→ **THE TASK**: Starting at the line containing "--target dog's head" and ending at the end of the material, copy those lines again with "dog's head" replaced by "dog's muzzle" and everything else unchanged. Leave the pictures out of your answer.

→ **THE DATA**:
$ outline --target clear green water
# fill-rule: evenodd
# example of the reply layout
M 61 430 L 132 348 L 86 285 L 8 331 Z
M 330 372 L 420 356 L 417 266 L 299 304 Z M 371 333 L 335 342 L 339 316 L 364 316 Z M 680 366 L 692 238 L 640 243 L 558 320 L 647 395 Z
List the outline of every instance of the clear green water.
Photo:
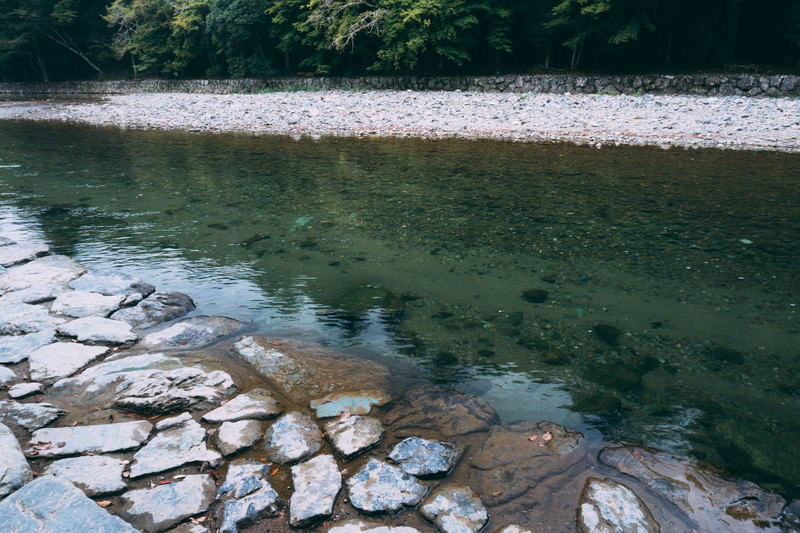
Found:
M 798 155 L 0 122 L 57 252 L 794 497 L 798 206 Z

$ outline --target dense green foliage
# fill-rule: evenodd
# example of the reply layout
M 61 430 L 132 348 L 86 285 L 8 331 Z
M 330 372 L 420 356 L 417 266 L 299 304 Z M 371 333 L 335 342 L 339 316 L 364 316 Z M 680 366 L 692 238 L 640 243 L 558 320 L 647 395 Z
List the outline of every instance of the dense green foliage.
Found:
M 800 0 L 0 0 L 0 79 L 800 65 Z

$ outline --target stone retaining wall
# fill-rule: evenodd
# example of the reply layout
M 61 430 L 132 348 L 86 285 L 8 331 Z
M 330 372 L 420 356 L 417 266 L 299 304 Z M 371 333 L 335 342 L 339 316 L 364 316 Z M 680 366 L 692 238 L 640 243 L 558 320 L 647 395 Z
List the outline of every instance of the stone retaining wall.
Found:
M 800 76 L 687 74 L 647 76 L 506 75 L 281 77 L 232 80 L 133 80 L 0 83 L 0 96 L 48 97 L 136 92 L 253 93 L 268 90 L 416 90 L 535 93 L 690 94 L 699 96 L 800 96 Z

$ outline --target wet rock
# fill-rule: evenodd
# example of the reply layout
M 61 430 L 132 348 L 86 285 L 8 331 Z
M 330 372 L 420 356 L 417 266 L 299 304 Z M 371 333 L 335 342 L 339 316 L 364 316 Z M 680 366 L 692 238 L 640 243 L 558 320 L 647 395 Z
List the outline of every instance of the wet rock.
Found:
M 235 390 L 226 372 L 206 372 L 183 366 L 178 357 L 146 353 L 105 361 L 73 378 L 57 381 L 51 393 L 84 405 L 171 413 L 192 406 L 218 405 Z
M 60 324 L 56 330 L 67 337 L 77 338 L 78 342 L 93 344 L 132 344 L 139 338 L 125 322 L 95 316 Z
M 270 461 L 286 464 L 314 454 L 322 447 L 322 432 L 307 414 L 286 413 L 264 434 Z
M 578 530 L 586 533 L 656 533 L 661 528 L 631 489 L 608 478 L 589 478 L 578 506 Z
M 26 335 L 53 332 L 64 322 L 51 316 L 41 305 L 12 303 L 0 305 L 0 335 Z
M 19 398 L 24 398 L 25 396 L 30 396 L 31 394 L 36 394 L 42 392 L 42 384 L 41 383 L 17 383 L 10 389 L 8 389 L 8 396 L 14 400 Z
M 253 460 L 232 461 L 225 483 L 217 491 L 223 501 L 219 533 L 236 533 L 277 511 L 278 493 L 267 481 L 269 466 Z
M 87 496 L 101 496 L 128 488 L 122 479 L 125 461 L 105 455 L 70 457 L 53 462 L 45 474 L 66 479 Z
M 343 416 L 325 424 L 325 434 L 336 453 L 351 459 L 376 446 L 383 438 L 383 425 L 371 416 Z
M 522 291 L 522 298 L 532 304 L 540 304 L 547 301 L 550 293 L 543 289 L 526 289 Z
M 622 332 L 610 324 L 597 324 L 592 328 L 594 336 L 609 346 L 617 346 Z
M 71 376 L 92 361 L 111 351 L 106 346 L 87 346 L 76 342 L 55 342 L 31 352 L 31 379 L 54 381 Z
M 488 431 L 500 423 L 497 412 L 483 399 L 432 387 L 406 391 L 402 401 L 384 417 L 387 425 L 406 434 L 439 430 L 445 437 Z
M 342 413 L 368 415 L 373 405 L 385 405 L 391 399 L 391 396 L 377 389 L 334 392 L 311 400 L 310 406 L 316 411 L 317 418 L 330 418 Z
M 55 327 L 28 335 L 3 335 L 0 337 L 0 363 L 16 364 L 42 346 L 56 341 Z
M 436 489 L 419 508 L 442 533 L 477 533 L 489 521 L 478 495 L 467 486 Z
M 242 322 L 222 316 L 195 316 L 146 335 L 144 348 L 199 348 L 232 335 L 245 327 Z
M 17 375 L 10 368 L 0 366 L 0 386 L 8 385 L 17 379 Z
M 331 526 L 327 533 L 420 533 L 420 531 L 408 526 L 385 526 L 378 522 L 345 520 Z
M 211 476 L 201 474 L 152 489 L 132 490 L 122 495 L 119 516 L 143 531 L 164 531 L 208 510 L 216 488 Z
M 583 440 L 580 433 L 552 422 L 495 426 L 472 456 L 470 486 L 489 505 L 513 500 L 568 471 L 582 458 L 577 450 Z M 546 497 L 552 495 L 541 496 L 542 501 Z
M 2 452 L 0 453 L 0 500 L 2 500 L 32 480 L 33 474 L 17 438 L 4 424 L 0 424 L 0 452 Z
M 192 299 L 182 292 L 155 292 L 134 307 L 120 309 L 111 318 L 145 329 L 180 318 L 194 309 Z
M 605 463 L 696 521 L 699 531 L 753 531 L 778 523 L 785 500 L 755 483 L 726 479 L 698 461 L 638 447 L 605 448 Z
M 42 243 L 6 245 L 0 249 L 0 266 L 11 267 L 27 263 L 49 253 L 50 247 Z
M 0 292 L 52 287 L 72 281 L 85 272 L 85 267 L 67 256 L 49 255 L 0 274 Z
M 67 414 L 51 403 L 0 400 L 0 422 L 34 431 Z
M 50 312 L 73 318 L 97 316 L 105 318 L 125 299 L 123 295 L 105 296 L 96 292 L 68 291 L 59 294 L 50 304 Z
M 211 423 L 233 422 L 246 418 L 267 420 L 281 413 L 278 402 L 269 391 L 253 389 L 239 394 L 203 415 L 203 420 Z
M 145 420 L 120 424 L 44 428 L 33 432 L 30 450 L 40 457 L 110 453 L 137 448 L 153 425 Z
M 251 448 L 263 434 L 264 428 L 258 420 L 225 422 L 217 431 L 217 449 L 227 457 Z
M 111 270 L 93 270 L 69 282 L 76 291 L 96 292 L 105 296 L 123 296 L 125 304 L 147 298 L 156 290 L 141 279 Z
M 298 402 L 341 390 L 390 390 L 391 373 L 373 361 L 351 357 L 316 344 L 244 337 L 236 352 L 278 389 Z
M 206 430 L 194 420 L 180 419 L 177 425 L 167 423 L 161 431 L 136 452 L 131 463 L 131 478 L 163 472 L 189 463 L 222 461 L 222 456 L 206 445 Z M 168 422 L 168 421 L 162 421 Z
M 42 476 L 0 502 L 4 531 L 138 533 L 65 479 Z
M 333 513 L 342 474 L 332 455 L 318 455 L 292 467 L 292 485 L 289 524 L 305 527 Z
M 350 503 L 366 513 L 396 512 L 418 504 L 428 488 L 396 466 L 370 459 L 347 480 Z
M 412 476 L 443 476 L 455 466 L 458 451 L 446 442 L 409 437 L 392 449 L 389 460 Z

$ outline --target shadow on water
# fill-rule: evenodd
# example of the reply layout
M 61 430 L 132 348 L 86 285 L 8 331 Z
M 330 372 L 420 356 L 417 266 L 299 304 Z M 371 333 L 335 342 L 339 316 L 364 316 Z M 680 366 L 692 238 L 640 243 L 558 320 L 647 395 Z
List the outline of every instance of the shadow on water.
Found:
M 800 156 L 0 124 L 0 209 L 205 313 L 800 494 Z

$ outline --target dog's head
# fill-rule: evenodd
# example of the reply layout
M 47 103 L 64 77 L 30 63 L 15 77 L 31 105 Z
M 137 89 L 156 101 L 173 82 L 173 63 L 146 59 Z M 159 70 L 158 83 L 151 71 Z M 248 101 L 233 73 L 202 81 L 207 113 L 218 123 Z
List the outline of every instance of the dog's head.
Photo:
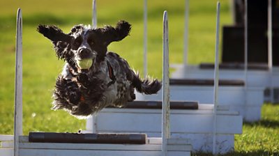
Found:
M 110 43 L 126 37 L 130 24 L 119 21 L 115 27 L 105 26 L 98 29 L 77 25 L 68 34 L 56 26 L 38 25 L 37 30 L 52 42 L 59 58 L 84 69 L 90 68 L 94 61 L 103 61 Z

→ **FINAL ANSWER**:
$ outline --target dog's muzzle
# fill-rule: evenodd
# example of the reply layout
M 47 103 L 64 77 L 30 63 L 15 77 L 31 105 Z
M 137 89 L 156 101 L 173 82 L 173 63 L 146 59 Z M 159 70 L 158 83 L 151 71 Z M 248 101 L 233 73 L 202 81 L 207 113 L 218 123 Z
List the outline of every instance of the dog's muzzle.
Photo:
Found:
M 110 43 L 126 37 L 130 24 L 119 21 L 115 27 L 105 26 L 98 29 L 77 25 L 68 34 L 56 26 L 38 25 L 37 30 L 52 42 L 59 58 L 84 69 L 90 68 L 94 61 L 103 61 Z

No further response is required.